Exercise directions: From the first line to the last, set down the material exactly, leaving out its pictures.

Data in this exercise:
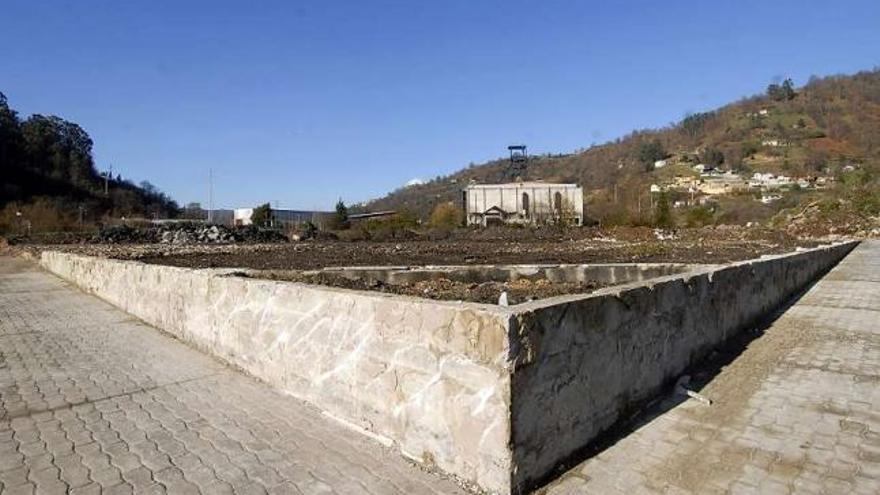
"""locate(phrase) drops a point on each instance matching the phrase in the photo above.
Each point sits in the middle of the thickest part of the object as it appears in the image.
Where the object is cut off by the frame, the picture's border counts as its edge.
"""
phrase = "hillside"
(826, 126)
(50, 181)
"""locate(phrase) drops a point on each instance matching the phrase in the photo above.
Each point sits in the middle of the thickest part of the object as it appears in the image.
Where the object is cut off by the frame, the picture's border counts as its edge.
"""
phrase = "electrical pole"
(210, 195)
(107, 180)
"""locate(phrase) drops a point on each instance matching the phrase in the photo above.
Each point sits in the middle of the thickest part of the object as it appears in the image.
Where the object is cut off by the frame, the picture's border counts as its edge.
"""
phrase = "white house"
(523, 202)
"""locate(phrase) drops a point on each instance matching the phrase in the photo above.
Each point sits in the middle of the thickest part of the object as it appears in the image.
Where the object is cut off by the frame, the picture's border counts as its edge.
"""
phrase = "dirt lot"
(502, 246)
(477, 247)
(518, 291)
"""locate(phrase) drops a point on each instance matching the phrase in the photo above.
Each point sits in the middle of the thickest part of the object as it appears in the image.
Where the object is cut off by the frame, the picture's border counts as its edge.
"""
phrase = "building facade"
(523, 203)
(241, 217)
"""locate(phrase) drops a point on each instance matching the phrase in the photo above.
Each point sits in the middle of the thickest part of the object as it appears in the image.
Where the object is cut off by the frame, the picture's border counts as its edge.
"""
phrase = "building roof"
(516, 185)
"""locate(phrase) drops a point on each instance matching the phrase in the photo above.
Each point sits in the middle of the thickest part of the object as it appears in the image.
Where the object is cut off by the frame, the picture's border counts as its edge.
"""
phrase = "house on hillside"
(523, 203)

Written reply:
"""locate(phrase) drops a point on each instance matching the phrase in the photo above.
Each point sits in the middle of the thickest part of the object as it appears in the image.
Where the object is cut off by the frame, the picture's border counts as its edge.
"""
phrase = "hillside"
(826, 126)
(50, 181)
"""locate(phrase) drops a point on each instance matching the phrase in the photo above.
Each point sits in the middle of the thickest part of the object as it appears in the image.
Where the object is cut off by the frame, the picture's border counts as its edge.
"""
phrase = "electrical pole"
(210, 195)
(107, 180)
"""locate(phrase) drops a point on each instance matching the phrase in the photo above.
Each point sits in the middle of the thickest part of the object as it appears in the image.
Where the object is cut off by the frame, the picture's border counts as its edge.
"""
phrase = "white house"
(523, 202)
"""locate(phrase) drops a point on each instance matching the phrase in the photo above.
Each point sits in the middle of the thickest part of the object as it appears in the image.
Where the object is cut off by the frame, the picture's border counts as its edge.
"""
phrase = "dirt lot"
(502, 246)
(477, 247)
(518, 291)
"""locate(phrase) drops a point on each instance matching the phrase in the photo above.
Each point sits in the middle of the thickest part of the object as it appears in the image.
Where the object is cut off by the frame, the picture's border counts as its edge.
"""
phrase = "building facade"
(523, 203)
(241, 217)
"""locate(phrase) drops a point on each instance matching the phrase in the photo above.
Each point sits in the middle of the thickest part of the object as it appears in the image.
Where the object is cut off by the frame, the picture's border counts as its edge.
"""
phrase = "building roof"
(516, 185)
"""locate(phrase) drops a point on each instance matching the phrase in the photo above.
Each point sits in the middle of the thickest part of the object as it appears in the image.
Where the object is cut off by the frame, the picture's border counts as its edge.
"""
phrase = "house on hillside"
(523, 203)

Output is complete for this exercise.